Lesetext:
Aber das wird halt auch nicht bewußt wahrgenommen, und auch von der Umgebung nicht als Zusammenhang erkannt. Wenn die Umgebung dann auch noch mit Sprüchen, wie "ach, stell dich mal nicht so an" reagiert, kann einem auch nicht geholfen werden, sondern dann fängt erst recht der Wunsch an, alles möglichst "verstecken" zu wollen.
Am ehesten können die Betroffenen wirklich erzählen, wie das Ganze so ist.
Aber auch da muß dann bei den Zuhörern, bzw. den im Ansatz Betroffenen eine Art Akzeptanz vorhanden sein, die Bereitschaft, sich auch mal darauf einzulassen, zu glauben, was die Leute da einem erzählen.
Gerade Hören und Sehen ist etwas, was einfach da ist, was unbewußt "benutzt" wird, was so in der Form auch nicht "vorstellbar" ist. Wie viel Instinkt, was noch in dem Menschen schlummert, wird einfach nicht genutzt, weil wir uns zu sehr auf Hören konzentrieren, und es gar nicht mal so wahrnehmen.

Erfasste Daten:
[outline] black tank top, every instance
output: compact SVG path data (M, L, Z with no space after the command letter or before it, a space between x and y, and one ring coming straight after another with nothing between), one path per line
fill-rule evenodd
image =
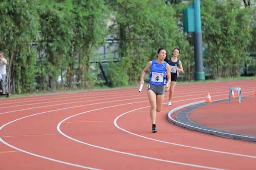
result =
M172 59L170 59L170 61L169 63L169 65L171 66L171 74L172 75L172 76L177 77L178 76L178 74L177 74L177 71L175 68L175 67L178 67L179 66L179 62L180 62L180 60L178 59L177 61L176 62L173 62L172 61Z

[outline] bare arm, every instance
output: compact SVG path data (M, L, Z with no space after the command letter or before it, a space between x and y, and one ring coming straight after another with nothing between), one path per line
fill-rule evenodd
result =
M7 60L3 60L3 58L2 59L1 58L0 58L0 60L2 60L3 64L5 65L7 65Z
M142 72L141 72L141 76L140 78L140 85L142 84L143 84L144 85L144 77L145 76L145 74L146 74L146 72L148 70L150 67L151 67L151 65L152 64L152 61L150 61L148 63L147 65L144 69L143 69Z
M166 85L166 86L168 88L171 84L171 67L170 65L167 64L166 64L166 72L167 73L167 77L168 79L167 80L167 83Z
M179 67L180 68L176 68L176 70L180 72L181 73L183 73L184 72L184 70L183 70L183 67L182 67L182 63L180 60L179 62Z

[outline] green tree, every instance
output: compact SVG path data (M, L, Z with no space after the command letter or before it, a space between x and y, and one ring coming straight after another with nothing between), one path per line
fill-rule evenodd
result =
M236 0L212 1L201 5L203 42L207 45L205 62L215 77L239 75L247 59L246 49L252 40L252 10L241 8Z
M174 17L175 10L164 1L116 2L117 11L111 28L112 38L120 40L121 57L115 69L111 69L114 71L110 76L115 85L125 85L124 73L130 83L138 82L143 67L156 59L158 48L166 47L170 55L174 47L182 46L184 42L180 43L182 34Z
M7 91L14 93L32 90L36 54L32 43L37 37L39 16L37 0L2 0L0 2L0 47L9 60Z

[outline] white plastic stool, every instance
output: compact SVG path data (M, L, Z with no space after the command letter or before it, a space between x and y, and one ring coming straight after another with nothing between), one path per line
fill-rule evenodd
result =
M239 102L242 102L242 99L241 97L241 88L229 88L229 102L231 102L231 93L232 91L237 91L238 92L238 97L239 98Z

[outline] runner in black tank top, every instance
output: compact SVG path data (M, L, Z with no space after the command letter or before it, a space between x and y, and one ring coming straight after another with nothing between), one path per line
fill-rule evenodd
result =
--
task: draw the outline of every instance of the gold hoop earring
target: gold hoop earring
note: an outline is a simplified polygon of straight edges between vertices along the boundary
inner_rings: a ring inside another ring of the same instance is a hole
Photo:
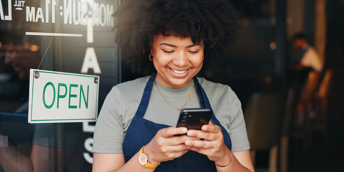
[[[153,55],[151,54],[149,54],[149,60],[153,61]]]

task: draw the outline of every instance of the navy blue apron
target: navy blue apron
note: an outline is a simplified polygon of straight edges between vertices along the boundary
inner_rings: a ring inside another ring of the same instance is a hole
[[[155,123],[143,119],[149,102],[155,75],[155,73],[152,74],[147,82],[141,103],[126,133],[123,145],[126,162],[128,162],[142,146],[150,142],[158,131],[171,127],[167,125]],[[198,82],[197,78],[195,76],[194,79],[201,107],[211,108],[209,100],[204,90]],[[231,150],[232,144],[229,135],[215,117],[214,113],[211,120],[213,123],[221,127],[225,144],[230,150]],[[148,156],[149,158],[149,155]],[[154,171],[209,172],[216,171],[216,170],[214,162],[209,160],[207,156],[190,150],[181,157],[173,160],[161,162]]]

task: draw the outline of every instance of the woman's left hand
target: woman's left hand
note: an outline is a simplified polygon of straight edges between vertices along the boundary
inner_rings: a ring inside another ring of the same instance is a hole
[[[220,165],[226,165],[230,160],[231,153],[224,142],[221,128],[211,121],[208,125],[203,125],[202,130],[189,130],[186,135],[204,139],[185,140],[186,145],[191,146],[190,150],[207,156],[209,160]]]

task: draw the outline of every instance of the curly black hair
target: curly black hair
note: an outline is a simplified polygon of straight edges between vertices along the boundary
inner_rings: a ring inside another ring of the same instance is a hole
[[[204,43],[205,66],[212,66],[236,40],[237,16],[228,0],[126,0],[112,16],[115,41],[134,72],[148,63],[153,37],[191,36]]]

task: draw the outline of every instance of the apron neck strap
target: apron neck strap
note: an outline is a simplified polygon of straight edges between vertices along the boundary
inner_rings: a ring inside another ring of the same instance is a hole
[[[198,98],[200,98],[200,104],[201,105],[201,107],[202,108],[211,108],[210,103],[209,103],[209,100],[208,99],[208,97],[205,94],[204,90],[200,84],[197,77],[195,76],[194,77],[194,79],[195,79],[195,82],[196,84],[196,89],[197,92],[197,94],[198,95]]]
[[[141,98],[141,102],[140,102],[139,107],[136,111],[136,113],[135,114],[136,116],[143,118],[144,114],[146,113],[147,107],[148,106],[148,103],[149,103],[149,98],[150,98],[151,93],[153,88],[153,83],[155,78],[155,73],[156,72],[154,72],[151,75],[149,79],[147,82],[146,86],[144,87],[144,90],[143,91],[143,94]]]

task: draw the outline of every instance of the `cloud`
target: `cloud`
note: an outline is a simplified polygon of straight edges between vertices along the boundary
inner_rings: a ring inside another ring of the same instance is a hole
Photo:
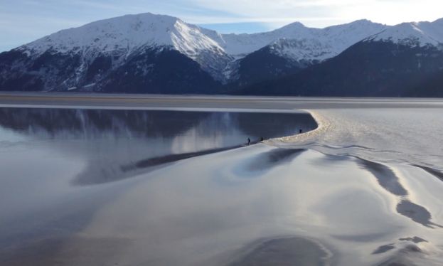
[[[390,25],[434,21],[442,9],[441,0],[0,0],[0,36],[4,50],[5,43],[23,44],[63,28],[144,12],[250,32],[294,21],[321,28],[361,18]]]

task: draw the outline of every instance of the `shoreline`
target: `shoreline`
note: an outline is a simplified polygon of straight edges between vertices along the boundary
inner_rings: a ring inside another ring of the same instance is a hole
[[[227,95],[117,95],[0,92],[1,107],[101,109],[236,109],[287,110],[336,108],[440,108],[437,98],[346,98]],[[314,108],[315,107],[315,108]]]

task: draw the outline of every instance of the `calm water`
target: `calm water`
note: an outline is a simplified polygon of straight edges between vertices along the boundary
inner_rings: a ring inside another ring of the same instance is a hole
--
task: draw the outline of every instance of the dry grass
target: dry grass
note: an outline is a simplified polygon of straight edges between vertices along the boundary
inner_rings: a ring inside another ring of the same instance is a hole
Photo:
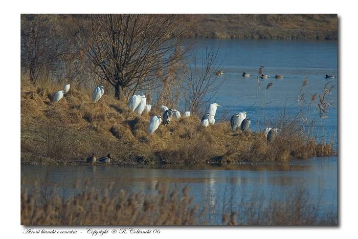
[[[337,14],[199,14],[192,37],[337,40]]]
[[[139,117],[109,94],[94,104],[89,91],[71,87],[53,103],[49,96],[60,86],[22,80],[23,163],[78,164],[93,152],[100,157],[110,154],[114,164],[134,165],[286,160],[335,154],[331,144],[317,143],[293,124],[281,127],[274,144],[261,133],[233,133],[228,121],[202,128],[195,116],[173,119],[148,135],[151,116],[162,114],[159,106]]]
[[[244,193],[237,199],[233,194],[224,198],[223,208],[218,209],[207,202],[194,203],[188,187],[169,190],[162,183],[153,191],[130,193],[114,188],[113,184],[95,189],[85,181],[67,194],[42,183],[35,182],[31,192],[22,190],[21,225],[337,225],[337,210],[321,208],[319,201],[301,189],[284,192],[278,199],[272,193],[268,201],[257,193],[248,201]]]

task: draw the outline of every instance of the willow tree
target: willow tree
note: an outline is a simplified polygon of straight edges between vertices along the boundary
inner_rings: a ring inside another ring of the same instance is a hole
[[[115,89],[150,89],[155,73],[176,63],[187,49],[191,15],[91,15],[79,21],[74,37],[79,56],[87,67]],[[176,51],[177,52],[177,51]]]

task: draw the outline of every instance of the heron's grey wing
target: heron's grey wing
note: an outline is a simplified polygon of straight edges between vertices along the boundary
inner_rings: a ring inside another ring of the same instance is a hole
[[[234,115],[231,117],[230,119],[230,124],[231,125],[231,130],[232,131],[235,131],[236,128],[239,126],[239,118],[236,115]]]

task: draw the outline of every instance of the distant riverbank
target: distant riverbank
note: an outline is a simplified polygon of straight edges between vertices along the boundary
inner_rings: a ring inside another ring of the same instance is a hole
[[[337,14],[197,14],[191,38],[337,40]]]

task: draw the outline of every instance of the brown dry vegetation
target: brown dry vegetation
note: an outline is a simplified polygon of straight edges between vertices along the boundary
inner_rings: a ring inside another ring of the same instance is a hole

Aufgabe:
Führe den Lesetext über Betroffene und das unbewusste Hören und Sehen im Anschluss an seinen letzten Satz weiter.

Antwort:
Das Hören passiert einfach so "automatisch", man muß nichts dafür tun, und bekommt so viel. Was da genau an "Arbeit" drin steckt, bekommt ja niemand mit. Daher ist dabei auch so leicht zu sagen, daß es nicht so schlimm ist, wenn man nur noch ein gutes Ohr hat. Eben, weil man nicht weiß, WAS da an "Arbeit" drin steckt.
Die Wahrnehmung fängt erst dann an, wenn es schon zu spät ist, nämlich, wenn sich das Hörvermögen, das Sehvermögen so langsam, oder sogar mit einem Schlag verabschiedet. Aber dann auch nur bei sich selbst! Darum steht man ja auch eher alleine da, ganz am Anfang. Bekannte Leute, ohne Probleme, können einem nicht wirklich helfen, und von Fremden, mit denen man bisher noch nicht zu tun gehabt hatte, nimmt man ungern Hilfe an.
Oft wird ja gerne alles mit einem "ach, bei mir ist es nicht so" abgetan.
Wie oft wird abgewunken, wenn es heißt, "der Fernseher / das Radio ist viel zu laut! Mach mal einen Hörtest." - oder "deine Nase klebt ja schon fast an der Zeitung / willst du das Buch nicht lieber an der Wand aufhängen, während du liest. Wie wäre es mit einem Sehtest?"
Da fehlt es schon an der Bereitschaft, auch mal zu glauben, was ein Familienangehöriger so sagt - bzw. man will es ja nicht wahrnehmen, daß es nun soweit ist, daß man etwas nicht mehr so gut kann, wie früher schon.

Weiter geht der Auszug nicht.